- PROBLEM STATEMENT: Turn the entries below into a numbered list, leaving out blank lines and the pictures.

- RECORDS PROVIDED:
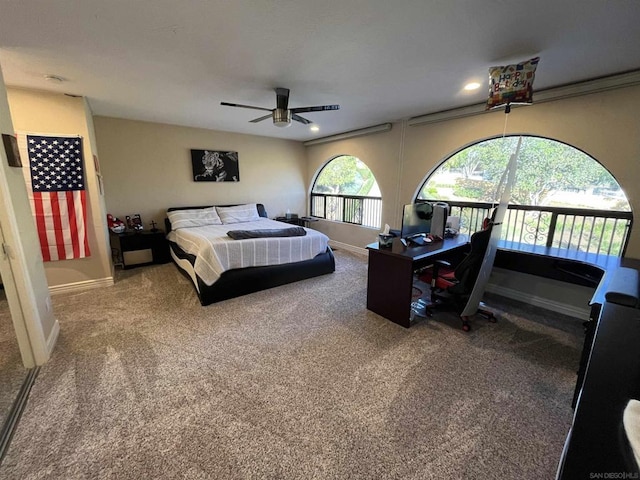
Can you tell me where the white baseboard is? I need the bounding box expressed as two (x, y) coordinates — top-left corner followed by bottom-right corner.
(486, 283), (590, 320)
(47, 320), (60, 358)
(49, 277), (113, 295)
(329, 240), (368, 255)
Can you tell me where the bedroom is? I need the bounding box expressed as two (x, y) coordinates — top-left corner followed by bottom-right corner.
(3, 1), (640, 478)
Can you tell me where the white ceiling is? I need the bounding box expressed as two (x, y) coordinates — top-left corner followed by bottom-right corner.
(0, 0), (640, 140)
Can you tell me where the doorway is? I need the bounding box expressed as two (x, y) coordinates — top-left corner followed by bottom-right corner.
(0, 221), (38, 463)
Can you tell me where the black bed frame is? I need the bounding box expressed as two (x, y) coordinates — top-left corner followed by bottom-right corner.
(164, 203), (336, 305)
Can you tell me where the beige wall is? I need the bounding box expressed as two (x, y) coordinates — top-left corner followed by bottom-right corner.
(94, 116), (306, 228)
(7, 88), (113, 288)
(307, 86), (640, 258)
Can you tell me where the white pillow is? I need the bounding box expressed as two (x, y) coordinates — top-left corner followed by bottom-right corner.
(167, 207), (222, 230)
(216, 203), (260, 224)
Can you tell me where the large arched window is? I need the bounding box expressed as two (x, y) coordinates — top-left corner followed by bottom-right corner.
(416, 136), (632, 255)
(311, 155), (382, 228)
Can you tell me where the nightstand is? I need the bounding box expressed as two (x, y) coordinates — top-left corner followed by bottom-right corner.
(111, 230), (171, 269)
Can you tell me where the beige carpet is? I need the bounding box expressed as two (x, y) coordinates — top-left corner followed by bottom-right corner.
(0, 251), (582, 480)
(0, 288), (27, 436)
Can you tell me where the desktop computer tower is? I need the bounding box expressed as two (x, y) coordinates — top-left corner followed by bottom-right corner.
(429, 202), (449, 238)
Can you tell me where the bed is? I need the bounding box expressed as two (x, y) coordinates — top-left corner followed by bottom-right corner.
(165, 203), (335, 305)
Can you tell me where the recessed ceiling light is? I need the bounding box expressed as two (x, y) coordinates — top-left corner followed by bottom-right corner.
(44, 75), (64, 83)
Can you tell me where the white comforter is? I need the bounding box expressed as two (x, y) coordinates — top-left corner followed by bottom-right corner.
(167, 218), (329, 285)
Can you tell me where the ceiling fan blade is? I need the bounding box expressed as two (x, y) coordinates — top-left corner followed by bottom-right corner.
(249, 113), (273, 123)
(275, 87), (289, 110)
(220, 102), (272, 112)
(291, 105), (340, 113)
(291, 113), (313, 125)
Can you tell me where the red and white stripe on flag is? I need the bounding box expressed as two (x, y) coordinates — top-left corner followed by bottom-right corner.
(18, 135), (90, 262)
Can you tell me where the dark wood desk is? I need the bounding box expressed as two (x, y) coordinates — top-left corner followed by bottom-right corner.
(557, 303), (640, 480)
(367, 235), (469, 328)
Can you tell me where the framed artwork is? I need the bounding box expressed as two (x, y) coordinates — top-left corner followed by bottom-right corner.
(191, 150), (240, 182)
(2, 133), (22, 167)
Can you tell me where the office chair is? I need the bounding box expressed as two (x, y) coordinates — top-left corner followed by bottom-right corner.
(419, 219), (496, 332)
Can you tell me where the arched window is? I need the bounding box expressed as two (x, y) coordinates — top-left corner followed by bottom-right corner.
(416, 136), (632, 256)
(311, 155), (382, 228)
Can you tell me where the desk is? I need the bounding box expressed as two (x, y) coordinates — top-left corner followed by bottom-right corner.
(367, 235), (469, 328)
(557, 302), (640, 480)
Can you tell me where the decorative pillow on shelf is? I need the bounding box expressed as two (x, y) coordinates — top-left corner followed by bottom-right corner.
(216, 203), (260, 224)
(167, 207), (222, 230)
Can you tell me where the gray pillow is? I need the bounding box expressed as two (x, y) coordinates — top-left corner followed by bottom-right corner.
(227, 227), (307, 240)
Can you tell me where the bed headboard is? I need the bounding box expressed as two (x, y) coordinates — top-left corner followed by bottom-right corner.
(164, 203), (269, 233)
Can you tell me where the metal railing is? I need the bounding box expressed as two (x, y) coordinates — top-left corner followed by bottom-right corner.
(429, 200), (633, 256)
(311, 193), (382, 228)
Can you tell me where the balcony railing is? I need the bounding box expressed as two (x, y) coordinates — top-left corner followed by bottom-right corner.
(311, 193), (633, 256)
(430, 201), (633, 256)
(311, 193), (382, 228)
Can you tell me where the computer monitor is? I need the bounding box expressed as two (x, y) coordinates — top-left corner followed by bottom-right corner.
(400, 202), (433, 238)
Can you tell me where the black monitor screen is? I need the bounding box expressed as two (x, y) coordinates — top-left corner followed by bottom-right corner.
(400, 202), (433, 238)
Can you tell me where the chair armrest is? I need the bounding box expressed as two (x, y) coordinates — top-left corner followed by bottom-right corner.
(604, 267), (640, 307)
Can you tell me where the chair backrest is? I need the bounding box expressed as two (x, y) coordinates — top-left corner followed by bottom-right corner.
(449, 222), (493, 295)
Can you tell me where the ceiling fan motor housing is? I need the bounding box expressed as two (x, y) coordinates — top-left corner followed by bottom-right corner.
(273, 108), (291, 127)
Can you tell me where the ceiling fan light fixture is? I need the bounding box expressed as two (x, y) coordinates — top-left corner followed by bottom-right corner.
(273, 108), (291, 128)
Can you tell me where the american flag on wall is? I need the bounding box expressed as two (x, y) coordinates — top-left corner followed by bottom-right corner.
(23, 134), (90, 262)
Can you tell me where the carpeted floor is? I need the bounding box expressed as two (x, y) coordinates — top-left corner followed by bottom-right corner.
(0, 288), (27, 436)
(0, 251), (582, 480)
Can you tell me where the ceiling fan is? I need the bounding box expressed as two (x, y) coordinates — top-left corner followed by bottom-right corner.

- REPLY:
1. Can you tell me where the white baseboard is? I need the bounding box expressed as two (x, y) coordinates — top-left corner followed by bottom-right corner.
2. (486, 283), (590, 320)
3. (47, 320), (60, 358)
4. (49, 277), (113, 295)
5. (329, 240), (368, 255)
6. Can you tell me where the bedroom is? I need the bounding box expressed as two (x, y) coordinates — top-left corner followed by bottom-right corner.
7. (3, 1), (640, 478)
8. Can you tell me where the white ceiling is? I need the bounding box expressed as two (x, y) coordinates — top-left corner followed by bottom-right corner.
9. (0, 0), (640, 140)
10. Can you tell me where the doorway is? I need the bounding box expressed as two (x, y) coordinates — top-left corner followed by bottom-right corner.
11. (0, 221), (38, 463)
12. Can you tell me where the black bed frame is? I need the bounding box expressed as two (x, y) coordinates — top-left corner followed by bottom-right corner.
13. (164, 203), (336, 305)
14. Can you tell me where the beige wall is? I need the bounding box expressed as two (x, y) coordinates — top-left corner followed by bottom-right corner.
15. (94, 116), (306, 228)
16. (7, 88), (113, 288)
17. (307, 86), (640, 258)
18. Can you tell me where the white pillow is? I need the bounding box expressed as two (x, y) coordinates — top-left corner followed by bottom-right corner.
19. (167, 207), (222, 230)
20. (216, 203), (260, 224)
21. Can you tell me where the large arched window is? I need the bounding box expressed as two (x, y) coordinates — top-left corner followed by bottom-right corner.
22. (416, 136), (632, 255)
23. (311, 155), (382, 228)
24. Can you tell me where the nightstand is? I need the bounding box expressed as two (x, y) coordinates — top-left corner followed by bottom-right corner.
25. (111, 230), (171, 269)
26. Can you tell me where the beige carpet is? I need the bounding box expressed as two (x, y) coordinates — top-left corner followed by bottom-right corner.
27. (0, 251), (582, 480)
28. (0, 288), (27, 436)
29. Can you tell me where the desktop computer tower is? I need the bounding box expressed as two (x, y) coordinates — top-left corner followed by bottom-right corner.
30. (429, 202), (449, 238)
31. Can you tell me where the bed is? I need the bounding box expressed as two (x, y) coordinates — top-left corner followed by bottom-right corner.
32. (165, 203), (335, 305)
33. Can you tell me where the recessed ceiling light is? I need the bounding box expressed as two (x, y) coordinates — top-left corner followed by bottom-right corner.
34. (44, 75), (64, 83)
35. Can you tell me where the white comforter is? I need the bounding box expressed as two (x, y) coordinates — top-left corner followed by bottom-right corner.
36. (167, 218), (329, 285)
37. Can you tell me where the ceiling fan blade is? I need the bounding box expressed as two (x, y) coordinates — top-left corner followed by bottom-right corner.
38. (249, 113), (273, 123)
39. (275, 87), (289, 110)
40. (220, 102), (272, 112)
41. (291, 105), (340, 113)
42. (291, 113), (313, 125)
43. Can you tell me where the red and white stripe on flag is? I need the bounding box expressed as two (x, y) coordinates — top-left corner followed by bottom-right corner.
44. (18, 135), (90, 262)
45. Can you tell me where the dark wood desk is? I need the bounding box expressed as two (x, y) coordinates — top-left corner followed by bottom-right corner.
46. (557, 303), (640, 480)
47. (367, 235), (469, 328)
48. Can you tell me where the framed artwork is? I need the bounding box expressed as two (x, y) coordinates — top-left corner followed by bottom-right corner.
49. (191, 150), (240, 182)
50. (2, 133), (22, 167)
51. Can you tell me where the office chair is? I need the bounding box expressed as two (x, y) coordinates — top-left corner followed by bottom-right corner.
52. (419, 219), (496, 332)
53. Can you tell me where the arched window is? I need the bounding box expressed as two (x, y) coordinates — top-left corner followed by bottom-right corner.
54. (416, 136), (632, 256)
55. (311, 155), (382, 228)
56. Can you tell me where the desk is? I need the bounding box expressed as two (x, y) coordinates — top-left corner followed by bottom-right corner.
57. (367, 235), (469, 328)
58. (557, 302), (640, 480)
59. Can you tell me where the decorative pillow on shelf is? I need the bounding box expressed as two (x, y) coordinates — top-left corner followed by bottom-right corner.
60. (216, 203), (260, 224)
61. (167, 207), (222, 230)
62. Can you tell me where the gray pillow is? I need the bounding box expressed as two (x, y) coordinates — top-left corner followed by bottom-right corner.
63. (227, 227), (307, 240)
64. Can you tell me where the bed headboard is? I need the bounding box expressed as two (x, y) coordinates — top-left corner followed by bottom-right corner.
65. (164, 203), (269, 233)
66. Can you tell me where the metal railing is? I need the bounding box expressed as two (x, y) coordinates — top-left corner followed by bottom-right corner.
67. (429, 200), (633, 256)
68. (311, 193), (382, 228)
69. Can you tell me where the balcony railing is? I need the bounding box expressed as two (x, y) coordinates — top-left corner followed by bottom-right corner.
70. (311, 193), (633, 256)
71. (430, 201), (633, 256)
72. (311, 193), (382, 228)
73. Can you tell me where the computer monitor is? I need the bounding box expressed as two (x, y) coordinates — top-left corner followed by bottom-right corner.
74. (400, 202), (433, 238)
75. Can you tell me where the black monitor screen is? I need the bounding box expressed as two (x, y) coordinates — top-left corner followed by bottom-right corner.
76. (400, 202), (433, 238)
77. Can you tell me where the chair armrest is? I need the bounding box expressed as two (x, y) coordinates — top-left corner followed by bottom-right corner.
78. (604, 267), (640, 307)
79. Can you tell me where the chair backrest is? I need the bounding box expressed as two (x, y) coordinates — top-left corner followed by bottom-right corner.
80. (449, 222), (493, 295)
81. Can you tell me where the ceiling fan motor housing is? I need the bounding box expressed as two (x, y) coordinates — top-left corner followed by bottom-right corner.
82. (273, 108), (291, 127)
83. Can you tell me where the ceiling fan light fixture is? I need the bounding box expressed as two (x, y) coordinates — top-left corner followed by bottom-right corner.
84. (273, 108), (291, 128)
85. Can you tell me where the american flag on wall is? I need the bounding box expressed as two (x, y) coordinates — top-left corner followed by bottom-right corner.
86. (23, 134), (90, 262)
87. Can you tell me where the carpeted floor is? I need the bounding box expressed as two (x, y) coordinates — top-left corner followed by bottom-right corner.
88. (0, 288), (27, 436)
89. (0, 251), (582, 480)
90. Can you tell me where the ceiling fan is? I need the bounding box expressed as two (x, y) coordinates — top-left corner followed by bottom-right corner.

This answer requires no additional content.